### EXERCISE AIM
Locate every line in the entries below that contains the word "door" and copy each of those lines.

:: DATA FOR PROCESSING

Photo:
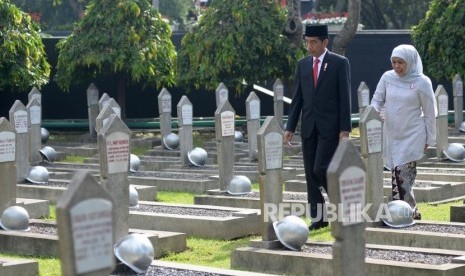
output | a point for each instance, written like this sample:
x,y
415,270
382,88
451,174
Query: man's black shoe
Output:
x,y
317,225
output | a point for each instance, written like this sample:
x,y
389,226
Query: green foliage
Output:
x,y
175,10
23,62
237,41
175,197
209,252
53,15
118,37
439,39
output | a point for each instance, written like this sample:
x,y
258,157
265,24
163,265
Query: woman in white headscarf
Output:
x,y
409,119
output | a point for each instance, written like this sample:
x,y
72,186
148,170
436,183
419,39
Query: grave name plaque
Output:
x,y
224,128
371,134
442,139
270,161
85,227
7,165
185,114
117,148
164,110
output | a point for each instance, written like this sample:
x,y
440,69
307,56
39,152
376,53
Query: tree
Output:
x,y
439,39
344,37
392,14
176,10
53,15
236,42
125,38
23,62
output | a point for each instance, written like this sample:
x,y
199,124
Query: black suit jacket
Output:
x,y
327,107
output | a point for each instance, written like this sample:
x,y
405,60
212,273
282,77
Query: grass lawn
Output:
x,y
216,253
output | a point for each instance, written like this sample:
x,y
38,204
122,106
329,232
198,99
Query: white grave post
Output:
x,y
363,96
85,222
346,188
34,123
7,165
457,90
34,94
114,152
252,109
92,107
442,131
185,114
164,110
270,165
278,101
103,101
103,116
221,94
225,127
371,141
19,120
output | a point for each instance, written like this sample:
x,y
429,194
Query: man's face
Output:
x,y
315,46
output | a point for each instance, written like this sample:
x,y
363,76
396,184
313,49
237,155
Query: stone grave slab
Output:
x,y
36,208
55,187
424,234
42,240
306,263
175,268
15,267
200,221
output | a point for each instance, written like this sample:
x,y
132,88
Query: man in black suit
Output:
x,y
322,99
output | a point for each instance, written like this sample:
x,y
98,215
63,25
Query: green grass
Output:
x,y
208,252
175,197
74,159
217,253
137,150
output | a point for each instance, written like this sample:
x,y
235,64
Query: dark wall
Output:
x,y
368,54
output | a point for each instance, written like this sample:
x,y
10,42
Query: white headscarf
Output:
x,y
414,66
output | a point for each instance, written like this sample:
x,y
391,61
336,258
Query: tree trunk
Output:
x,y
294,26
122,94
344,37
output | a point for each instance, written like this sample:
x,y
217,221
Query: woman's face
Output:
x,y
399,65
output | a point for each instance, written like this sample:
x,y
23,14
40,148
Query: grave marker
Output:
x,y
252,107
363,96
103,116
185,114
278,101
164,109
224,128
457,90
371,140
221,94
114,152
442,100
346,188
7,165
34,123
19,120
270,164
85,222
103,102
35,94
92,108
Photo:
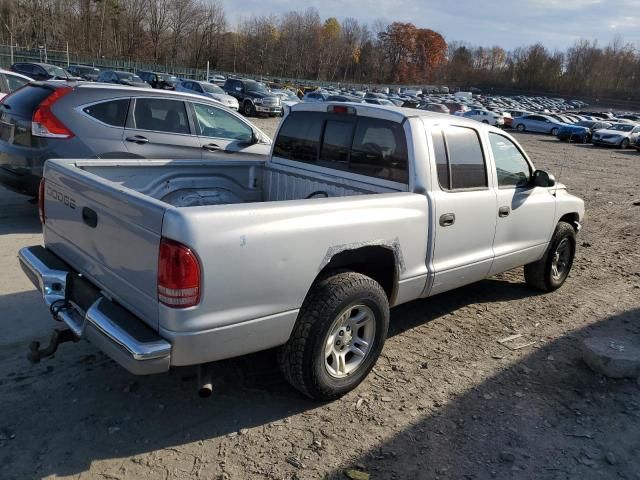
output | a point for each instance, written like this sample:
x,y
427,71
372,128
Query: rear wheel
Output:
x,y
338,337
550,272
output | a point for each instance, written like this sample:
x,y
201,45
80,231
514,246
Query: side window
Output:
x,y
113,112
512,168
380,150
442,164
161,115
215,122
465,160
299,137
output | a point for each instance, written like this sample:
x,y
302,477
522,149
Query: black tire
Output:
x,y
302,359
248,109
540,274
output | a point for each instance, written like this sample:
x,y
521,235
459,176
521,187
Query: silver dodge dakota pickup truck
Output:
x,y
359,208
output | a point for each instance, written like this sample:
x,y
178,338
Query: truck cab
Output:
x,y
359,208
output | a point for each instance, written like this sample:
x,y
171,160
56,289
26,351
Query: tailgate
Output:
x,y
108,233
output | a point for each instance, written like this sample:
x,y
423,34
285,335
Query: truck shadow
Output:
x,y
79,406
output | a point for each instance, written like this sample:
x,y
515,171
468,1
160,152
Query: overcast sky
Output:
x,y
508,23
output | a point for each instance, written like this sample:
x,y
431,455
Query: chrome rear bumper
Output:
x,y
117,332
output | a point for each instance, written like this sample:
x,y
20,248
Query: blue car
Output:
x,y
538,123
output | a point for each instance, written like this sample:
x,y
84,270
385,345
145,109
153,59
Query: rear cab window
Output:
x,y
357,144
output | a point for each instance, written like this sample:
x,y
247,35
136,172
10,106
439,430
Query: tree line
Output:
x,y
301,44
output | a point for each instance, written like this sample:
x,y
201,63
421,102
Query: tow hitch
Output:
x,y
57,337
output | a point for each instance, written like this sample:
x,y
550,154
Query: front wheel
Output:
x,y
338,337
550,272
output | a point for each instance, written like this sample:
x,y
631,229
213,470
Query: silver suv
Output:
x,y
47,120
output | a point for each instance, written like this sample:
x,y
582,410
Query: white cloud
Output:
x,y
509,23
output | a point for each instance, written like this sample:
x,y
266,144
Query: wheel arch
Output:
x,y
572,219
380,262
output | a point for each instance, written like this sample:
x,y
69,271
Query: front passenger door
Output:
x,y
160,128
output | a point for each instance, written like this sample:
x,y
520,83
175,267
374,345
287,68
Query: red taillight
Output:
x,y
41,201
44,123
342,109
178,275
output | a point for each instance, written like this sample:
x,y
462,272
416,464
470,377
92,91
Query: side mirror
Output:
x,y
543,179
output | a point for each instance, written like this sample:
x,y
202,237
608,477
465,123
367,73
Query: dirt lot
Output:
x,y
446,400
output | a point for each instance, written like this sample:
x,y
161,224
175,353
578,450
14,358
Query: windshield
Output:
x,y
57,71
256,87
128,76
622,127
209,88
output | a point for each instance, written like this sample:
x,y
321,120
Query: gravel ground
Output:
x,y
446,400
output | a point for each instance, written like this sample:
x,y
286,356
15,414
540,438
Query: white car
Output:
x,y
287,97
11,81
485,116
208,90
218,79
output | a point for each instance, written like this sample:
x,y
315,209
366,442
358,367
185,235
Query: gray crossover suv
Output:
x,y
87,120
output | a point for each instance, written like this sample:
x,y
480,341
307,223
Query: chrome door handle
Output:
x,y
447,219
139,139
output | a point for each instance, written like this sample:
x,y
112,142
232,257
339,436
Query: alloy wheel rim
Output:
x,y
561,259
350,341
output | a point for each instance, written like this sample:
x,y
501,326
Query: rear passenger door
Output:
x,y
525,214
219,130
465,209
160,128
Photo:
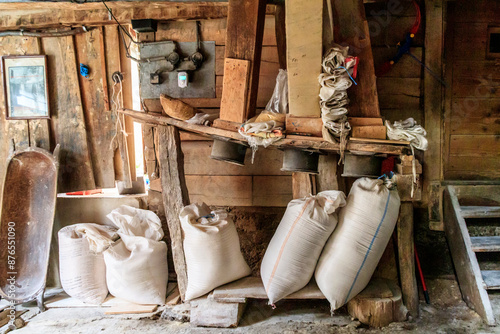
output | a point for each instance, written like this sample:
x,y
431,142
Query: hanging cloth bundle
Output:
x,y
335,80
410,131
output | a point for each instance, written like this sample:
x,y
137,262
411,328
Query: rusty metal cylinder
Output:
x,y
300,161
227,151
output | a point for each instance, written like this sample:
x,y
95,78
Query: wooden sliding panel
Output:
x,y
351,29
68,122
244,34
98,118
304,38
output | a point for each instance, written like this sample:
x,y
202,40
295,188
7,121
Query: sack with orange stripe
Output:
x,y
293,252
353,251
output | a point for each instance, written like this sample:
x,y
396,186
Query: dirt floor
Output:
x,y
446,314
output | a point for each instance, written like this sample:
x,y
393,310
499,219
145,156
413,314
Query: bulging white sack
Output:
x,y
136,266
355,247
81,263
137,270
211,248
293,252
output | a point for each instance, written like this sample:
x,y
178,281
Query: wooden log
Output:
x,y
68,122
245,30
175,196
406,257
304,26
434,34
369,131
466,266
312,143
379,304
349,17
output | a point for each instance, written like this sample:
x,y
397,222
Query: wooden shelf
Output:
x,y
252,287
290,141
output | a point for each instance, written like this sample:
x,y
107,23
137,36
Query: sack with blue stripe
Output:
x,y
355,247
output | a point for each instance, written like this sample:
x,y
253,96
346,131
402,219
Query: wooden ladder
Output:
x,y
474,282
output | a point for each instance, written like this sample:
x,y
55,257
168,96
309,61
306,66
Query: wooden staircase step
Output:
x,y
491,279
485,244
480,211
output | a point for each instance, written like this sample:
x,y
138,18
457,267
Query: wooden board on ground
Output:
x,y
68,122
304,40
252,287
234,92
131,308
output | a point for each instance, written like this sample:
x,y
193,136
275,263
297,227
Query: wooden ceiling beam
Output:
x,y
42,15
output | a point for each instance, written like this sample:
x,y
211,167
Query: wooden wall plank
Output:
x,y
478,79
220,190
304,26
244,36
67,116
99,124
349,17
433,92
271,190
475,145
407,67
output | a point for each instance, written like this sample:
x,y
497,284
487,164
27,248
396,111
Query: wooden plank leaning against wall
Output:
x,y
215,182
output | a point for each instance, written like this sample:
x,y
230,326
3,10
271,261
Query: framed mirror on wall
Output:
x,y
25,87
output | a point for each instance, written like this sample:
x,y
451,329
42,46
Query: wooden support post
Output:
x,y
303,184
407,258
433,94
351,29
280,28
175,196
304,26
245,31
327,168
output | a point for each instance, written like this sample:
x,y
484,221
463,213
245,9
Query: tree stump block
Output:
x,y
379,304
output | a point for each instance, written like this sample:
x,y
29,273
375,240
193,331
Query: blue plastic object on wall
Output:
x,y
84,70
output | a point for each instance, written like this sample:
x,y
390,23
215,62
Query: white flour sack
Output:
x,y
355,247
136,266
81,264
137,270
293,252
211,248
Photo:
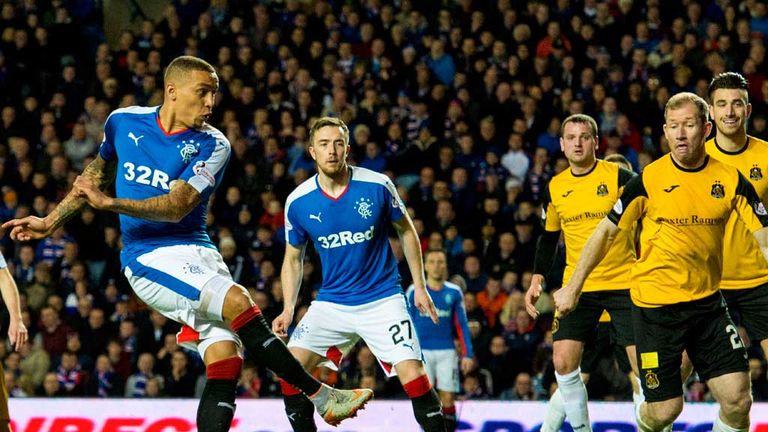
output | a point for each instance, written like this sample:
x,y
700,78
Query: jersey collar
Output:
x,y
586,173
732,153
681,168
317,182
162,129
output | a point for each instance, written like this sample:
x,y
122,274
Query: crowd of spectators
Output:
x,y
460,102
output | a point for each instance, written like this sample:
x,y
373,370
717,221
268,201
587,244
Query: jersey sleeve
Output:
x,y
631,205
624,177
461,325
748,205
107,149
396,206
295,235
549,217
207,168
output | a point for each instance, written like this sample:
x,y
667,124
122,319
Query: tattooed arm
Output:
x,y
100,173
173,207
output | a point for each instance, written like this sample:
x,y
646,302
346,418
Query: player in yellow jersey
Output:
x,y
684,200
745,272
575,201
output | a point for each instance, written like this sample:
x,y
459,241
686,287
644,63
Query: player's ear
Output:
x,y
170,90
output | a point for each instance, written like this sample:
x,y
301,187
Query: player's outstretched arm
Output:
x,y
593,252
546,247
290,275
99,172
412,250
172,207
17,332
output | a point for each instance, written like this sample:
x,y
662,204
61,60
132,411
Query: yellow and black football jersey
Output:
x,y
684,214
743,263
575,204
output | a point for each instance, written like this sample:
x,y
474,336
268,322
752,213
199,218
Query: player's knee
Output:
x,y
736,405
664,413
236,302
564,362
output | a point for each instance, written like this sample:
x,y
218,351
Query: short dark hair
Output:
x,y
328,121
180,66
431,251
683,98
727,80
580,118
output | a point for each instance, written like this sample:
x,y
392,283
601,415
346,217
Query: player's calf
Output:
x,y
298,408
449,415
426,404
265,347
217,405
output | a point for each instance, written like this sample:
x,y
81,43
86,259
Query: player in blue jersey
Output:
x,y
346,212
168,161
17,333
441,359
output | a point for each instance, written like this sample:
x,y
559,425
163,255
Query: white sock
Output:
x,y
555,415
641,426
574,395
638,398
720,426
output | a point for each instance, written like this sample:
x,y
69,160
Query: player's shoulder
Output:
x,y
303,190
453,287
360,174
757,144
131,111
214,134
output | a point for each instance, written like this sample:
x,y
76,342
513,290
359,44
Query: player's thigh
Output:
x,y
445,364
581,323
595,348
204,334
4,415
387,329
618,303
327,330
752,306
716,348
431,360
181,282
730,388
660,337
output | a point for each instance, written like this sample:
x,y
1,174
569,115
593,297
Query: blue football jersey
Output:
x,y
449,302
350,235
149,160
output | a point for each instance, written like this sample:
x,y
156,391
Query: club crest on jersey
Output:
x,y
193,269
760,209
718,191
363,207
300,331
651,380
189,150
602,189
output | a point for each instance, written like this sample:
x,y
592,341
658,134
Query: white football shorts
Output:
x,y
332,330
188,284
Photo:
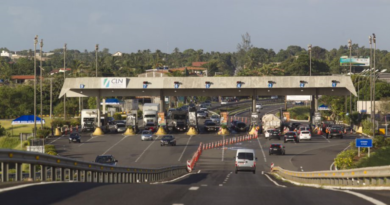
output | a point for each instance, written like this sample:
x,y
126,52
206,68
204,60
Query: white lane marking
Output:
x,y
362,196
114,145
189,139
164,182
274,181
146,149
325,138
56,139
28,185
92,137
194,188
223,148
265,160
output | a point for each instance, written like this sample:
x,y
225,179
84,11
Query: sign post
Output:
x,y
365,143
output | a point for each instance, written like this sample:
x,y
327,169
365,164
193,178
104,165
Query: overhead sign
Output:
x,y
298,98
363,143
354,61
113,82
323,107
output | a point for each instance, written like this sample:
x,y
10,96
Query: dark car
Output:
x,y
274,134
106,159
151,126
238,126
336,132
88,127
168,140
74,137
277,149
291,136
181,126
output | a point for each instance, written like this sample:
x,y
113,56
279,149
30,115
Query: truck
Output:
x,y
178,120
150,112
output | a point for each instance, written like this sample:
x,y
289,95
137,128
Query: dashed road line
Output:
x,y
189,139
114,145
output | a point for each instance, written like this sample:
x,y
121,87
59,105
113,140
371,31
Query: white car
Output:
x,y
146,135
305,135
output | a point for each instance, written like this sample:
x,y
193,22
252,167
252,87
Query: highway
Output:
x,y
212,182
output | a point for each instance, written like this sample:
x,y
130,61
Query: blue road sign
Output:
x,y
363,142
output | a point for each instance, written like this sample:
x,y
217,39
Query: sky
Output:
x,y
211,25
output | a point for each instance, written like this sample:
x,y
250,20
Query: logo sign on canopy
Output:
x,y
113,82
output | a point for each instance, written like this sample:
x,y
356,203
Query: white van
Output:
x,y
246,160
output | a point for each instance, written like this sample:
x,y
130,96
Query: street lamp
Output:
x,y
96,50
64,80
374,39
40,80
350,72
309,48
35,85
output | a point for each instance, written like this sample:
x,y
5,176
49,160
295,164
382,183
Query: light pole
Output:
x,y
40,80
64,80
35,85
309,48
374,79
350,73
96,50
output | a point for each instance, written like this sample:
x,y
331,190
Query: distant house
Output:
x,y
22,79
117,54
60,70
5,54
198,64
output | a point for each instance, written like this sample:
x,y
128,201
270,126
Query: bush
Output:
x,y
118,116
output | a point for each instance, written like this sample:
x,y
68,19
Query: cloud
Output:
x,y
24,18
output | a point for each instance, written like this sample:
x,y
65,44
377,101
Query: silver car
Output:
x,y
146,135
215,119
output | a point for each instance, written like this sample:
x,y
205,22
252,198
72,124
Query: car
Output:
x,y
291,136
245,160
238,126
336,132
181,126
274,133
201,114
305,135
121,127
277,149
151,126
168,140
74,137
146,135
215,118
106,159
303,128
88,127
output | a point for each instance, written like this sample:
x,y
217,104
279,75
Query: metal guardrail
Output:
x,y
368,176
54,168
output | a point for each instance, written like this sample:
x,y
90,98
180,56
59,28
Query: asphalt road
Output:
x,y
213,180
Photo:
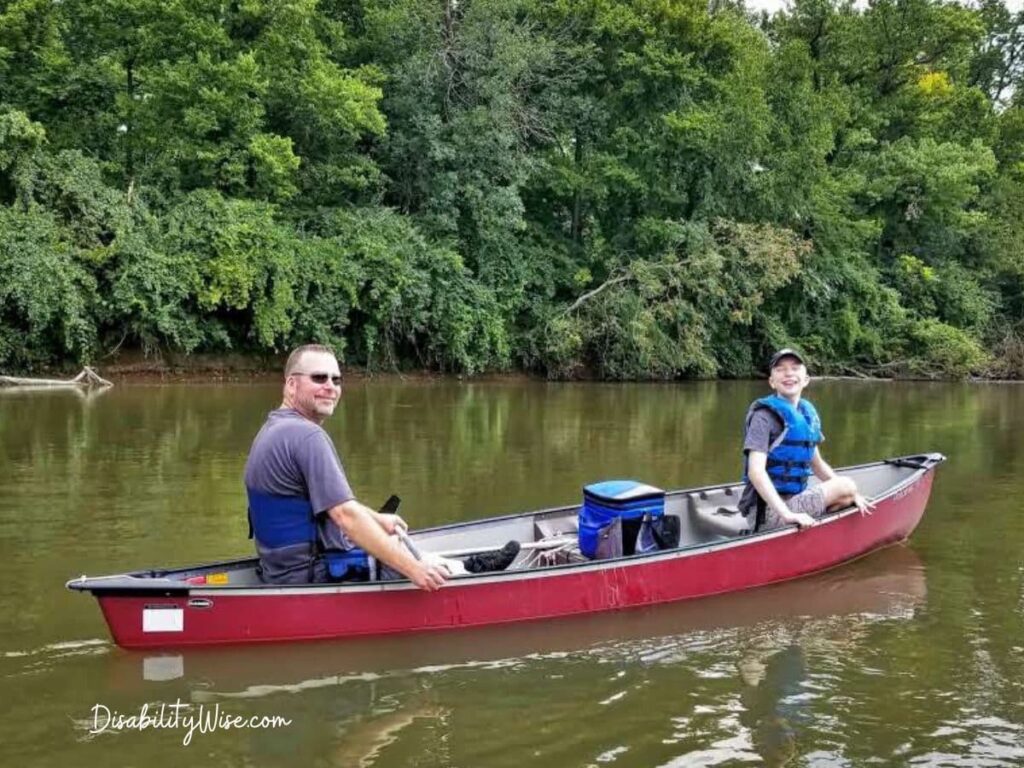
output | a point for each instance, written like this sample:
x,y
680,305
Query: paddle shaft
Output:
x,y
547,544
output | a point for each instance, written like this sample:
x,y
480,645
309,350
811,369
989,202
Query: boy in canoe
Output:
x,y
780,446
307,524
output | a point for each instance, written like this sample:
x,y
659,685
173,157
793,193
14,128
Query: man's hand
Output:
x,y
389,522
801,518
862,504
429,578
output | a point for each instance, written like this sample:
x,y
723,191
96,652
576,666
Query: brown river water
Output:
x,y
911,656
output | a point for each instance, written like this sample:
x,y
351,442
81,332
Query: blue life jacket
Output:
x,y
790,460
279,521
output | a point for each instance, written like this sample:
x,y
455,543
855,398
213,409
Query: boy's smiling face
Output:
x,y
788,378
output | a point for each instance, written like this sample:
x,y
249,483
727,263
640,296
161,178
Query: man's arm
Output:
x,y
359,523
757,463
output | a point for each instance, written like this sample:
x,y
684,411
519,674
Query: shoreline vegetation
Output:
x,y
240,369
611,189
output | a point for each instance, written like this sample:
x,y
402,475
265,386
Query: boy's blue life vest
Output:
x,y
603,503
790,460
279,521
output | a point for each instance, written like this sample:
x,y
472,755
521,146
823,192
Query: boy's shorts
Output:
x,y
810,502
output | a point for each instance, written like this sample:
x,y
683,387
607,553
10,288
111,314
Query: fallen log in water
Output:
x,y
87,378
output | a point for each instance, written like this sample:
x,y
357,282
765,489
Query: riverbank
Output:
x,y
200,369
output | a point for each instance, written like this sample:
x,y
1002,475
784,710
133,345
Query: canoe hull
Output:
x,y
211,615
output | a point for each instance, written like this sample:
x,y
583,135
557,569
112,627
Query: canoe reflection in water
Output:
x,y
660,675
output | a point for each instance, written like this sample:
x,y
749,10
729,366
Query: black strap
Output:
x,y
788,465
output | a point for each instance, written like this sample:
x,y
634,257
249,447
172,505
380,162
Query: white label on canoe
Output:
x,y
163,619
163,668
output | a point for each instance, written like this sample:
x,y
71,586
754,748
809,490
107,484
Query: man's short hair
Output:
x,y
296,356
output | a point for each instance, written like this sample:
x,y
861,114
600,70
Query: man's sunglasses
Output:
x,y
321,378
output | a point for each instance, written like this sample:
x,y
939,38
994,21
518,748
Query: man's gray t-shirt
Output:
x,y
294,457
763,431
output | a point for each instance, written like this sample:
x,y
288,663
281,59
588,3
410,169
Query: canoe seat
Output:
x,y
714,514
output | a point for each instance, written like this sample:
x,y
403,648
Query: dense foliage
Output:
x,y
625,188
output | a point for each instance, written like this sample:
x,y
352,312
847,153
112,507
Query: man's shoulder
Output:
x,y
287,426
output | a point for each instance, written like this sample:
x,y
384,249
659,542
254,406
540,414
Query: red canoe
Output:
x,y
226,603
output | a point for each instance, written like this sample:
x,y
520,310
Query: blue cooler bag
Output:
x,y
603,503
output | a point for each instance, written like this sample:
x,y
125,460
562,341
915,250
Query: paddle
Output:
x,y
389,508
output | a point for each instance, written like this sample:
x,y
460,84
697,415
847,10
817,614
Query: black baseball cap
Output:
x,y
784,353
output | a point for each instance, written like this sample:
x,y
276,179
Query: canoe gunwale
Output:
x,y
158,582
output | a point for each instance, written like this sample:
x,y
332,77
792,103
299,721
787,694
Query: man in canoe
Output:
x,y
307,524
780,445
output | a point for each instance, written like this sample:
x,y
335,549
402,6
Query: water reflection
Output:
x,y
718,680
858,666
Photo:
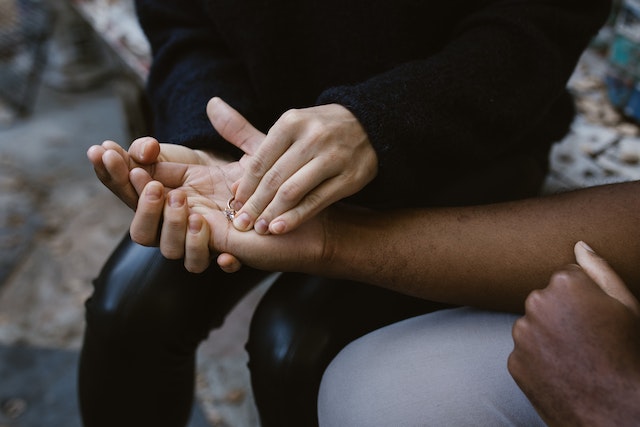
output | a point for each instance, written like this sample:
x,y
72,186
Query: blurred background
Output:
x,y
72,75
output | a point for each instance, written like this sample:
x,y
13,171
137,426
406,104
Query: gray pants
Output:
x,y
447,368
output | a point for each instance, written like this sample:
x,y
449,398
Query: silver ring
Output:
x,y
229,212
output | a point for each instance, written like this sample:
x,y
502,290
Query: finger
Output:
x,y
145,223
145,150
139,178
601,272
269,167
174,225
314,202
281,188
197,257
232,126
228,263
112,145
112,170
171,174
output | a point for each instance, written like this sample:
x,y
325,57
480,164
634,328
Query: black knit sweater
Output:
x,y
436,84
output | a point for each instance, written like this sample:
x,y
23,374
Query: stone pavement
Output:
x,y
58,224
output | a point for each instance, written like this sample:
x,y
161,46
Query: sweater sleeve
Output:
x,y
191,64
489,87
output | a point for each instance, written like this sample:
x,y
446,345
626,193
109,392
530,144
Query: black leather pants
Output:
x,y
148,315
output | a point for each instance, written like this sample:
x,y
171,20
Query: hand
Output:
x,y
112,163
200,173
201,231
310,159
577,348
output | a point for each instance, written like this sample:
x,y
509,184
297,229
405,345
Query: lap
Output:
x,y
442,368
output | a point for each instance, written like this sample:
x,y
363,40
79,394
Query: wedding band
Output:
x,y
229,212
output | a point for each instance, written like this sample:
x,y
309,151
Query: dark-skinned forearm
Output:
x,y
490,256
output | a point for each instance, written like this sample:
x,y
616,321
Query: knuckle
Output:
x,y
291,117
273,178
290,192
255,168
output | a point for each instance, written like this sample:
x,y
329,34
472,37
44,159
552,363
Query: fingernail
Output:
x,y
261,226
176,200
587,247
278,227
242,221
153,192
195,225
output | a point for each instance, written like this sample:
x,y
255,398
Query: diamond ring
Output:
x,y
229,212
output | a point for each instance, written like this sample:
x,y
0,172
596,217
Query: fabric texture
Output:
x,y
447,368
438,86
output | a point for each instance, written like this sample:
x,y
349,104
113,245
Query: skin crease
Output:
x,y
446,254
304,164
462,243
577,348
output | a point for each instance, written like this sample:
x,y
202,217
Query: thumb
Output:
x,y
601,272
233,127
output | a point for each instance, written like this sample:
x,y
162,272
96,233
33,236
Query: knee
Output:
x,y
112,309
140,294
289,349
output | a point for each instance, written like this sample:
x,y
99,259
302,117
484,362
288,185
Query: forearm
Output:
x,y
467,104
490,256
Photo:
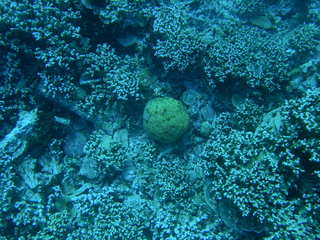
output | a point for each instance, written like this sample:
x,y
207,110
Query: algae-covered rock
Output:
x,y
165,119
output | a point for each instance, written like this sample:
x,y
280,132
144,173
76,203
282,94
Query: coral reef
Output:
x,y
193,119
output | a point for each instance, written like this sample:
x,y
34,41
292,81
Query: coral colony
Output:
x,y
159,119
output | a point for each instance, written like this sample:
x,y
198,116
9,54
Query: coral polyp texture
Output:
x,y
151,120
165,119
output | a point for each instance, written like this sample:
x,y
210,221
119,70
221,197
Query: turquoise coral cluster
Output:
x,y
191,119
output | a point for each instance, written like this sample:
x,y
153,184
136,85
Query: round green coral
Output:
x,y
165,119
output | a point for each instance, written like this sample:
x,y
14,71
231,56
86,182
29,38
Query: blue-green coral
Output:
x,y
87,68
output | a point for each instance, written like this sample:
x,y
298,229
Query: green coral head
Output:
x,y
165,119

::::

### COMPLETE ANSWER
Query: front passenger door
Query: chrome door handle
Query: rear passenger door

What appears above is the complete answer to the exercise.